Stored data
::::::::::

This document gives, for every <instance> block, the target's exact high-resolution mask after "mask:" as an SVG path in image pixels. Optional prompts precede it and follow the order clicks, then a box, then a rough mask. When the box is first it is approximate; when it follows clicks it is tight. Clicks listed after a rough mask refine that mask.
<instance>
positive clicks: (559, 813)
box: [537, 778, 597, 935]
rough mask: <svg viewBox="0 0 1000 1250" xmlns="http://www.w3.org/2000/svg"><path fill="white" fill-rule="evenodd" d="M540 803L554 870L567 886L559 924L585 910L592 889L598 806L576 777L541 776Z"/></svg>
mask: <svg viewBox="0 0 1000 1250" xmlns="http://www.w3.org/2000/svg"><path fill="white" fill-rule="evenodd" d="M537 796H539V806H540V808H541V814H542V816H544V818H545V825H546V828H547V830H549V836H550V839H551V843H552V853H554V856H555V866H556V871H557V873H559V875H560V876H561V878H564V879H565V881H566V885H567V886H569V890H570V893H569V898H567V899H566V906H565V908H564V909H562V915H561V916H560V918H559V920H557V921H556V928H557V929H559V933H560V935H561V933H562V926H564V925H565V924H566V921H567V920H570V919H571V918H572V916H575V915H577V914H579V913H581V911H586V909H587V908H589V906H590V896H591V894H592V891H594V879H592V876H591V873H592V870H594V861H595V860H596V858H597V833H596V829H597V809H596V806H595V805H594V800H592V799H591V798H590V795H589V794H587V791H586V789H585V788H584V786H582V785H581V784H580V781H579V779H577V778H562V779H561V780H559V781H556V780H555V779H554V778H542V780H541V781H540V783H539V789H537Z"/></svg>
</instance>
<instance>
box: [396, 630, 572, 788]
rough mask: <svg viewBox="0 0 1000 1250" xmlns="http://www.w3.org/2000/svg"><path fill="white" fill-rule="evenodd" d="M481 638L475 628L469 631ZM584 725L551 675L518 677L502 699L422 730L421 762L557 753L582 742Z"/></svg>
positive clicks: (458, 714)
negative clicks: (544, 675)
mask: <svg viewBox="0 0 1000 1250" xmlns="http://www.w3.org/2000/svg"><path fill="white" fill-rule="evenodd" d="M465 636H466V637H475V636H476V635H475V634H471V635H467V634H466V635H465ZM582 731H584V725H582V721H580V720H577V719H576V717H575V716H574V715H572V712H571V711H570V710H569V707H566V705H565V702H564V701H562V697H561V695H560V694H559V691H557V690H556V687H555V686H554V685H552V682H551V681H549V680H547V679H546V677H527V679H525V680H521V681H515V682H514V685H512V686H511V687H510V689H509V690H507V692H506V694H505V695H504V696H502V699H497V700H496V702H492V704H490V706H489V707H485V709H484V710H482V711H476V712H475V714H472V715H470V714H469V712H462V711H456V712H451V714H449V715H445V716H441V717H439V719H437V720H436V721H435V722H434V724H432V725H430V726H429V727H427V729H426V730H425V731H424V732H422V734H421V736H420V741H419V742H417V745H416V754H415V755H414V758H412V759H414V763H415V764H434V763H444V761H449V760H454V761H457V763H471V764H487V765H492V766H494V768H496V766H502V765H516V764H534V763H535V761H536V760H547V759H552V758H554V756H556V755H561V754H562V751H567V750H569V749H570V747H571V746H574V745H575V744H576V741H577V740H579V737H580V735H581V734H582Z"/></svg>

::::::::::

Reproduce the listing above, substituting "coarse mask" for every occurrence of "rough mask" and leaving everything else unchanged.

SOLUTION BELOW:
This document gives, for every <instance> block, the target's exact high-resolution mask after "mask:" as an SVG path in image pixels. Optional prompts precede it and follow the order clicks, then a box, then a coarse mask. When the box is first it is approximate; when it follows clicks it is tight. Clicks listed after a coarse mask refine that mask.
<instance>
positive clicks: (559, 813)
box: [537, 778, 597, 935]
coarse mask: <svg viewBox="0 0 1000 1250" xmlns="http://www.w3.org/2000/svg"><path fill="white" fill-rule="evenodd" d="M540 803L554 870L567 886L559 924L585 910L592 889L598 806L576 777L541 776Z"/></svg>
mask: <svg viewBox="0 0 1000 1250" xmlns="http://www.w3.org/2000/svg"><path fill="white" fill-rule="evenodd" d="M537 796H539V806H540V808H541V814H542V816H544V818H545V825H546V828H547V830H549V836H550V839H551V843H552V853H554V856H555V866H556V871H557V873H559V875H560V876H561V878H564V879H565V881H566V885H567V886H569V890H570V893H569V898H567V899H566V906H565V908H564V909H562V915H561V916H560V918H559V920H557V921H556V928H557V929H559V933H560V935H561V933H562V926H564V925H565V924H566V921H567V920H570V919H571V918H572V916H575V915H577V914H579V913H581V911H586V909H587V908H589V906H590V896H591V894H592V891H594V879H592V876H591V873H592V870H594V861H595V860H596V858H597V833H596V829H597V809H596V806H595V805H594V800H592V799H591V798H590V795H589V794H587V791H586V789H585V788H584V786H582V785H581V784H580V781H579V779H577V778H562V779H561V780H559V781H556V780H555V779H554V778H542V780H541V781H540V783H539V789H537Z"/></svg>
</instance>
<instance>
box: [396, 630, 572, 788]
coarse mask: <svg viewBox="0 0 1000 1250" xmlns="http://www.w3.org/2000/svg"><path fill="white" fill-rule="evenodd" d="M481 638L475 628L469 631ZM584 725L551 675L518 677L502 699L422 730L421 762L557 753L582 742Z"/></svg>
positive clicks: (458, 714)
negative clicks: (544, 675)
mask: <svg viewBox="0 0 1000 1250" xmlns="http://www.w3.org/2000/svg"><path fill="white" fill-rule="evenodd" d="M465 636H466V637H475V636H476V635H475V634H471V635H467V634H466V635H465ZM582 731H584V725H582V721H580V720H577V719H576V717H575V716H574V715H572V712H571V711H570V710H569V707H566V705H565V702H564V701H562V697H561V695H560V694H559V691H557V690H556V687H555V686H554V685H552V682H551V681H549V680H547V679H546V677H527V679H525V680H521V681H515V682H514V685H512V686H511V687H510V689H509V690H507V692H506V694H505V695H504V696H502V699H497V700H496V702H492V704H490V706H489V707H485V709H484V710H482V711H476V712H475V714H472V715H470V714H469V712H462V711H456V712H451V714H449V715H445V716H441V717H439V719H437V720H436V721H435V722H434V724H432V725H430V726H429V727H427V729H426V730H425V731H424V732H422V734H421V736H420V741H419V742H417V745H416V754H415V755H414V758H412V759H414V763H415V764H434V763H444V761H449V760H454V761H457V763H471V764H487V765H492V766H494V768H496V766H502V765H516V764H534V763H535V761H536V760H547V759H552V758H554V756H556V755H561V754H562V751H567V750H569V749H570V747H571V746H574V745H575V744H576V741H577V740H579V737H580V735H581V734H582Z"/></svg>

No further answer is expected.